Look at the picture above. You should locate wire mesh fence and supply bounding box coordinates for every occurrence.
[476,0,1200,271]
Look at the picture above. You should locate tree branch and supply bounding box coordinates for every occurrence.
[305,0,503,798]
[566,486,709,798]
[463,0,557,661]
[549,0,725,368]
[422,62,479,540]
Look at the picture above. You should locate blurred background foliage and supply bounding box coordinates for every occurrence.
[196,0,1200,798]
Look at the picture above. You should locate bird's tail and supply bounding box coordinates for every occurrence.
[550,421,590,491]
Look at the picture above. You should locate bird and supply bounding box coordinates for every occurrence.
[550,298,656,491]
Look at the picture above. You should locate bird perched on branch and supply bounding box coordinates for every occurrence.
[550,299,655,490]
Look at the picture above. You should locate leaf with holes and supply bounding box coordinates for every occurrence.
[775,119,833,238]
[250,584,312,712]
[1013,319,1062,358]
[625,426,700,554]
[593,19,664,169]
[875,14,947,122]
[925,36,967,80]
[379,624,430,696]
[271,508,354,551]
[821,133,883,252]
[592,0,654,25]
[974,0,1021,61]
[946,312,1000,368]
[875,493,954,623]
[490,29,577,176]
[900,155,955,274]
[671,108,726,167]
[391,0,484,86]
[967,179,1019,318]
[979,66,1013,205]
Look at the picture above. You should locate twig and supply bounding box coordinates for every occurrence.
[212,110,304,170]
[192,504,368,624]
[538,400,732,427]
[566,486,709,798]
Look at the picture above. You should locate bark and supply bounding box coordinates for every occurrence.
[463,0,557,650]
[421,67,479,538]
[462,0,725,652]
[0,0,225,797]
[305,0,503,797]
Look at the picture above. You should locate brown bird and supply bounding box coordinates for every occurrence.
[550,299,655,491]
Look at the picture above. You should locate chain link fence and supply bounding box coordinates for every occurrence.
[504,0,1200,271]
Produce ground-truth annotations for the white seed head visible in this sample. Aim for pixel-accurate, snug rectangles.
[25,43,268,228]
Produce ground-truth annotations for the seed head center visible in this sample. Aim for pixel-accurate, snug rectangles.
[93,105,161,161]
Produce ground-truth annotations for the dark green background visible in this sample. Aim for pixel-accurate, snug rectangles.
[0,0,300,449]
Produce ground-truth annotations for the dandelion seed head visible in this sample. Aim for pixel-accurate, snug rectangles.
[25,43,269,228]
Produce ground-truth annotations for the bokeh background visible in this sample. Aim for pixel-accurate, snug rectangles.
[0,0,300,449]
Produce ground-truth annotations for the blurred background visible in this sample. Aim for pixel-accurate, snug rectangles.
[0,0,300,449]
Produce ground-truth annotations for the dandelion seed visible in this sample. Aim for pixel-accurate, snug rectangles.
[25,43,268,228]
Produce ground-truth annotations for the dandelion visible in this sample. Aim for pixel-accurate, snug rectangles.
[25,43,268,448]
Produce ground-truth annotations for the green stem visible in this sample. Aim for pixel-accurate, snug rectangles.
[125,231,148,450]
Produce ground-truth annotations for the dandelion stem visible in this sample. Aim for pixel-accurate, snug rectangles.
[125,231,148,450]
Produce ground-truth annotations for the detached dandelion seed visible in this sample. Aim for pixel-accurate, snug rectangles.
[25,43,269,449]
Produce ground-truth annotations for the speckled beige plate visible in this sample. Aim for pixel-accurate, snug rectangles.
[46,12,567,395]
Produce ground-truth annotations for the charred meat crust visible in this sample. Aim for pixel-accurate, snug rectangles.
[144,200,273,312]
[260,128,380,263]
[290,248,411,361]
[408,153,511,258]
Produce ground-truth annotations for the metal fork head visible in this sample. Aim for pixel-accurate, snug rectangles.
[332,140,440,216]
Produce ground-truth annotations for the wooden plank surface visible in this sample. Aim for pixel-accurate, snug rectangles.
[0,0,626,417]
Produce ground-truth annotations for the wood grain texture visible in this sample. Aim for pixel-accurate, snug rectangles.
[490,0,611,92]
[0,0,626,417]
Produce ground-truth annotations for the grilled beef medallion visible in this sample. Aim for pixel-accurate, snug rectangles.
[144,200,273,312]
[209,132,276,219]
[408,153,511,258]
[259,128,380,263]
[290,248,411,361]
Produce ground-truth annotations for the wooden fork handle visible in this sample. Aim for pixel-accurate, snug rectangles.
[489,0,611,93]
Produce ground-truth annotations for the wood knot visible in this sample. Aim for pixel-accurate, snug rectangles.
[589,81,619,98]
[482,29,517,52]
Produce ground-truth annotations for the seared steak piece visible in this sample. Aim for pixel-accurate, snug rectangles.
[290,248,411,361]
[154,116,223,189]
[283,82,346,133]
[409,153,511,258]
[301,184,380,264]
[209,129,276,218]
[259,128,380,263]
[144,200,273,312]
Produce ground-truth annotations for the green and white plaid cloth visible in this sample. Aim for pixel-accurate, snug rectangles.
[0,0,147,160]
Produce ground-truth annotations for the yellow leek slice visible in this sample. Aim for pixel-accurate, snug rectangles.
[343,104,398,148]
==
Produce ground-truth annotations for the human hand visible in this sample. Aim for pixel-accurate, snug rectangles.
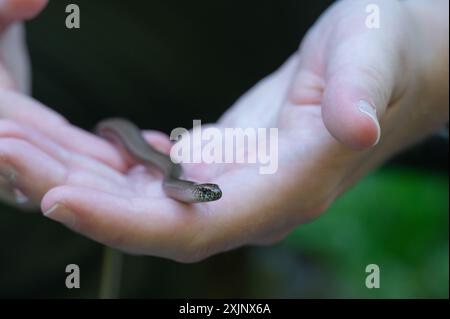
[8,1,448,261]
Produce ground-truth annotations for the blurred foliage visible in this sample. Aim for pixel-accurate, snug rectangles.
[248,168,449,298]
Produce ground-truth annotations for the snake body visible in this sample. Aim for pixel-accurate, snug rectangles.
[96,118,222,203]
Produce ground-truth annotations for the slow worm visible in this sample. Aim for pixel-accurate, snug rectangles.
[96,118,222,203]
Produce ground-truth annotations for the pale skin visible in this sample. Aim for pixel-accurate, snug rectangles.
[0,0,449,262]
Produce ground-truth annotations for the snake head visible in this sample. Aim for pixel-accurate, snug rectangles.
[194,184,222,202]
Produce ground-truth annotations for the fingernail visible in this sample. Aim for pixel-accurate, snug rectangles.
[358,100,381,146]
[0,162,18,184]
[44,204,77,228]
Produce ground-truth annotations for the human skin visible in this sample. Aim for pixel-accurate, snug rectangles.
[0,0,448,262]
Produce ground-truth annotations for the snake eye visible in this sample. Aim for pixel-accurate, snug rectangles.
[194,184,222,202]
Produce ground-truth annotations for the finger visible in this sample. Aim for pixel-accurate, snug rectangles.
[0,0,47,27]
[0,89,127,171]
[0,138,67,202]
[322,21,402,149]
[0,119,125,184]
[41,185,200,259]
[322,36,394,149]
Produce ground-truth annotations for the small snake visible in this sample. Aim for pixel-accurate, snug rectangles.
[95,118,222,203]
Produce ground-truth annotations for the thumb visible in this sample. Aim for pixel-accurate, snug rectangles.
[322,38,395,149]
==
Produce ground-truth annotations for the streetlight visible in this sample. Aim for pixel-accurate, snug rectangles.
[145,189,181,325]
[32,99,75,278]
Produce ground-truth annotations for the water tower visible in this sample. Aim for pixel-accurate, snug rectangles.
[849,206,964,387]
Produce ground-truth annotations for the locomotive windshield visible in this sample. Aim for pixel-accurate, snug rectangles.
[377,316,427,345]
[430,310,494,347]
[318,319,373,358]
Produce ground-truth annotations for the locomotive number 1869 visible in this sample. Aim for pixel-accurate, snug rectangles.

Prompt - Reproduce as a numbered list the lines of the records, starting at the line that contains "Look at the picture above. You should locate blurred" and ending at the line that contains "[550,299,655,490]". Omit any blank lines.

Task response -
1. Look at the picture above. You should locate blurred background foliage and supply bounding box coordinates for every occurrence.
2. [196,0,1200,798]
3. Look at the picture above. You should locate bird's tail and supply bounding box coordinates for every occurrence.
4. [550,421,590,491]
5. Look at the picture above. You should locate bird and supply bounding box coordinates for every occurrence.
6. [550,298,656,491]
7. Look at the picture above. You should locate bird perched on branch and supply bounding box coordinates for every occurrence.
8. [550,299,655,490]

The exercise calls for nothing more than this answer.